**PROBLEM DETAILS**
Identify all lines in the data containing the string "metal". Copy them out.

**DATASET EXTRACT**
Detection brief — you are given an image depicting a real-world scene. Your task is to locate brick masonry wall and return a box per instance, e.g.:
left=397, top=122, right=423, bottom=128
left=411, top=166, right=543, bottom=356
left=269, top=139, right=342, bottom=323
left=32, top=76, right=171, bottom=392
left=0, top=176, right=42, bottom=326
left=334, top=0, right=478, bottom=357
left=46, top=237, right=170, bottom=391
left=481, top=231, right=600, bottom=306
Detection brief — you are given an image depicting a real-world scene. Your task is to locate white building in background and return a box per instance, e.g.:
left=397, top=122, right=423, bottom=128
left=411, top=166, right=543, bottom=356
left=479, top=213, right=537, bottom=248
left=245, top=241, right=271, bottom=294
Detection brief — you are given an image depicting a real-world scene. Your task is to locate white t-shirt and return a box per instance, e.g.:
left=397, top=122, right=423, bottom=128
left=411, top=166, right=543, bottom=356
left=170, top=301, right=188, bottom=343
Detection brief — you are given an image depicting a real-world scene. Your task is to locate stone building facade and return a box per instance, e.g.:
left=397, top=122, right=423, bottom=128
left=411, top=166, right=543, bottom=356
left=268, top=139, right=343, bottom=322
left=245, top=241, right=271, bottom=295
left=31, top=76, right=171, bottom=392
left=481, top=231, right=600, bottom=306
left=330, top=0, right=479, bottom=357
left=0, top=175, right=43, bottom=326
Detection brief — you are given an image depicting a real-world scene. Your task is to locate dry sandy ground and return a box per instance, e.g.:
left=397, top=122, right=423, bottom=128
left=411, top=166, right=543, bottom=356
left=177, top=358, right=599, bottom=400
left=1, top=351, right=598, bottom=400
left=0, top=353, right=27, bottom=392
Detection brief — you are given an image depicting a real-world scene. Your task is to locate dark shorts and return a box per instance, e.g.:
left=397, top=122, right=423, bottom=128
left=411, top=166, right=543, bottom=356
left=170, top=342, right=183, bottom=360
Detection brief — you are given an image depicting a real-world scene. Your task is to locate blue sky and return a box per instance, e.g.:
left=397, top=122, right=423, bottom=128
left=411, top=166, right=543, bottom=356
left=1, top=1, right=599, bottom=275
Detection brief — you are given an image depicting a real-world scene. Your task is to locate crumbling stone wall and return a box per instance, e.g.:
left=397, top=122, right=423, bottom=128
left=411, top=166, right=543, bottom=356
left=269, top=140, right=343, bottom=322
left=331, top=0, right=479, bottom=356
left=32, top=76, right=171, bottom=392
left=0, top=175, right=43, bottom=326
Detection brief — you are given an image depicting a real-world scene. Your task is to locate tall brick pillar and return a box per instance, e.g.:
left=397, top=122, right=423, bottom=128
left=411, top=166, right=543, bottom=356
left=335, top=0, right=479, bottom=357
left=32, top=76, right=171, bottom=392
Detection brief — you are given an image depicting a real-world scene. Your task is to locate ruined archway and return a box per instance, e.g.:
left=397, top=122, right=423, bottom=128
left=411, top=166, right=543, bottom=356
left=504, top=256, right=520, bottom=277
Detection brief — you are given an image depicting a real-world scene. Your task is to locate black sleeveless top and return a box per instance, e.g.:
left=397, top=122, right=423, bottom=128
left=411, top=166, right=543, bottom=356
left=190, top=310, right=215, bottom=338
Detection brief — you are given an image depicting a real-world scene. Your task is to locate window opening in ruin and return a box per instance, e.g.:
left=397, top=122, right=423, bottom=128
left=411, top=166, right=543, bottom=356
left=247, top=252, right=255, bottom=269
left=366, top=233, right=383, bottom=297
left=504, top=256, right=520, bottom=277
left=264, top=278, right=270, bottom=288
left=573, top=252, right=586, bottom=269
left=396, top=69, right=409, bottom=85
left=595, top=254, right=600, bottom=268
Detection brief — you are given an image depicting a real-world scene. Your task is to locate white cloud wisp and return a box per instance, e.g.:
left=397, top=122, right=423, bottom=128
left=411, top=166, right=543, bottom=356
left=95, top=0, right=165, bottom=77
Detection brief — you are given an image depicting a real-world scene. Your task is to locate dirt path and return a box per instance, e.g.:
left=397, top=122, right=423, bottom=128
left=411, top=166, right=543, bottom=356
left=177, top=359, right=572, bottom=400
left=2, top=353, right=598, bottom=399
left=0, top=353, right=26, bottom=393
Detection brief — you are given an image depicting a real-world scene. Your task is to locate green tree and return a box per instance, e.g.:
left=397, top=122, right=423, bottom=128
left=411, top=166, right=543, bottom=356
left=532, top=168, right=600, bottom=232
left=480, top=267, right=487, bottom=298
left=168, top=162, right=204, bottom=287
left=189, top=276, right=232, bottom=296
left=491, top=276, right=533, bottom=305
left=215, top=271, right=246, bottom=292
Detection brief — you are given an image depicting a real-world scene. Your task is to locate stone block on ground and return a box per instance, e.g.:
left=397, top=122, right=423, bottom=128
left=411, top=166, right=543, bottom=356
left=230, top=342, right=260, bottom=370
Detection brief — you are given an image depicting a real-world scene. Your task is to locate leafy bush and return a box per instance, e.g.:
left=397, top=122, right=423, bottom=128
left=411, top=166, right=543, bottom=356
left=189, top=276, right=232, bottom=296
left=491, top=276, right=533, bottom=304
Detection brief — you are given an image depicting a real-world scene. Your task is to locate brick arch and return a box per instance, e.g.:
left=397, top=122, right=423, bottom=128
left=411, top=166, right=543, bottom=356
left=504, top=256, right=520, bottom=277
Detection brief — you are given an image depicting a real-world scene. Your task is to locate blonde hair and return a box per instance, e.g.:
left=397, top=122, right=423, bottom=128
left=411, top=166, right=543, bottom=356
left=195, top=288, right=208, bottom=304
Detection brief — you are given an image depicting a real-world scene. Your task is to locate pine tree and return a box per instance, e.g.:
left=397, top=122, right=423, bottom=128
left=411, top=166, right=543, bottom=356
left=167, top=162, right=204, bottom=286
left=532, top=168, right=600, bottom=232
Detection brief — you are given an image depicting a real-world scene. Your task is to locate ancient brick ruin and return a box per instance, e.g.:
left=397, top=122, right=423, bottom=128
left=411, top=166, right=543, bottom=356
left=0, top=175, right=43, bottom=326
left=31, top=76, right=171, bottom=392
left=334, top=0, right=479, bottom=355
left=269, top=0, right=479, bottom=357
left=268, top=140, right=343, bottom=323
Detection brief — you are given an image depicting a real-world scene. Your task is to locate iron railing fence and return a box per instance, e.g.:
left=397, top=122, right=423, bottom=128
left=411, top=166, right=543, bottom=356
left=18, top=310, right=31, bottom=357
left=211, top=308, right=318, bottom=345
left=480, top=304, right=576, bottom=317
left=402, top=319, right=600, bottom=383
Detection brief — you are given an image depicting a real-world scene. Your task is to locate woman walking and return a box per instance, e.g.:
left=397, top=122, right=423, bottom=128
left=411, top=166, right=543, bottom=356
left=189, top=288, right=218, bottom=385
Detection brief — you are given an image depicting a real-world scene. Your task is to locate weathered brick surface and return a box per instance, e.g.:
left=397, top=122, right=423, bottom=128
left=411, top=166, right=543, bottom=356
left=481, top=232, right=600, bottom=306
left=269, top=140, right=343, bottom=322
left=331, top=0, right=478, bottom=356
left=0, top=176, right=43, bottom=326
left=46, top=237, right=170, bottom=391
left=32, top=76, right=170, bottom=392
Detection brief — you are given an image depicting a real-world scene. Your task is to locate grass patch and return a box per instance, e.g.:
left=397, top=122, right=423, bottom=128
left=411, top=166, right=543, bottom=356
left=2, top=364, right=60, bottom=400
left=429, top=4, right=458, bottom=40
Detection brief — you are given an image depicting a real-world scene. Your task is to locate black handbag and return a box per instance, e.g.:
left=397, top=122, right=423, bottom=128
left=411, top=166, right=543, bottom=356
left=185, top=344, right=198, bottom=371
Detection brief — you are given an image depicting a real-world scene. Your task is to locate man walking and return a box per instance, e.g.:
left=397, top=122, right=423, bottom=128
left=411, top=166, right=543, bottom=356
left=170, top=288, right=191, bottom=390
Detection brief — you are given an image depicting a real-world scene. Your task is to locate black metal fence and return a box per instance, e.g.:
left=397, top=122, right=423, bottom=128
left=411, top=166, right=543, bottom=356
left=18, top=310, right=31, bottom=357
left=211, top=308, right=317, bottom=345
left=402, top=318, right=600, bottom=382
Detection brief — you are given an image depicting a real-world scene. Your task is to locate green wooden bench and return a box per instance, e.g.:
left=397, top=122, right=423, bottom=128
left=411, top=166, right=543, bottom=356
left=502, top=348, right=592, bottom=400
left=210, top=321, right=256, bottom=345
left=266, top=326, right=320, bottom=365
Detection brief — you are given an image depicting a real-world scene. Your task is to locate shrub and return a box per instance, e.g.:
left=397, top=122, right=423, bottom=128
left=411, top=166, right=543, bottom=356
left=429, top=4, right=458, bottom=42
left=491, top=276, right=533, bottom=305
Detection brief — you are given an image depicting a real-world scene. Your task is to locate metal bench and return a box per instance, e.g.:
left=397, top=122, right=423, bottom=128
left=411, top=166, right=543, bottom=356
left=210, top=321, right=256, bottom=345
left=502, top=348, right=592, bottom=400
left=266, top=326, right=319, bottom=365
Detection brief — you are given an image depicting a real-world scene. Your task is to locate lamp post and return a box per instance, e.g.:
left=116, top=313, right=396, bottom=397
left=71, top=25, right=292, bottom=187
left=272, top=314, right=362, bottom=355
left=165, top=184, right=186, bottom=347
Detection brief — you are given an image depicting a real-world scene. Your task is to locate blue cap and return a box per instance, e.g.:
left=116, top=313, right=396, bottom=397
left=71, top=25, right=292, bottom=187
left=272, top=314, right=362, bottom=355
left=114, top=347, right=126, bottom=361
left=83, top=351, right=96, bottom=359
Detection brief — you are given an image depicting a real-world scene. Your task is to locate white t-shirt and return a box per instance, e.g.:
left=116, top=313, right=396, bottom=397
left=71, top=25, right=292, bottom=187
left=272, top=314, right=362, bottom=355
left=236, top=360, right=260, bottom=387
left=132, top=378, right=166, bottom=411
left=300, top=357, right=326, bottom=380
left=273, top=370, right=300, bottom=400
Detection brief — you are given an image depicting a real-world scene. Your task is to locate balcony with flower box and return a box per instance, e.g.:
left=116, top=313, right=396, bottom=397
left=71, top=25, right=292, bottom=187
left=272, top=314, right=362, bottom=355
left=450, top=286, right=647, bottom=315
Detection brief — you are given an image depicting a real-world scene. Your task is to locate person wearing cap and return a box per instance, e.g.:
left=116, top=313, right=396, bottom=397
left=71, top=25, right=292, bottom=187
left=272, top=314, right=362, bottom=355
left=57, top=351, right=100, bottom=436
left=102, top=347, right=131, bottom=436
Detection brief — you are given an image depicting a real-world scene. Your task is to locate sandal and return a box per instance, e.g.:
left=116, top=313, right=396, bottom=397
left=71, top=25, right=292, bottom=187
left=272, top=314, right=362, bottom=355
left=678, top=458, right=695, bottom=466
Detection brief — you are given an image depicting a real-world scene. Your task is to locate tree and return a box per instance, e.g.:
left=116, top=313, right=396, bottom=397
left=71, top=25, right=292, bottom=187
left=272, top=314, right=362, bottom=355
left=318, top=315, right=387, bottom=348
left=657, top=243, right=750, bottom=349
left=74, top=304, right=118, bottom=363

**WRITTEN ANSWER**
Detection brief — you are given an image depicting a real-world scene. Your task is to locate black metal fence and return a box per instance, e.g.:
Detection brief — you are given an image depicting a real-world scene. Your task is to locate metal bench and return a box per instance, e.g.:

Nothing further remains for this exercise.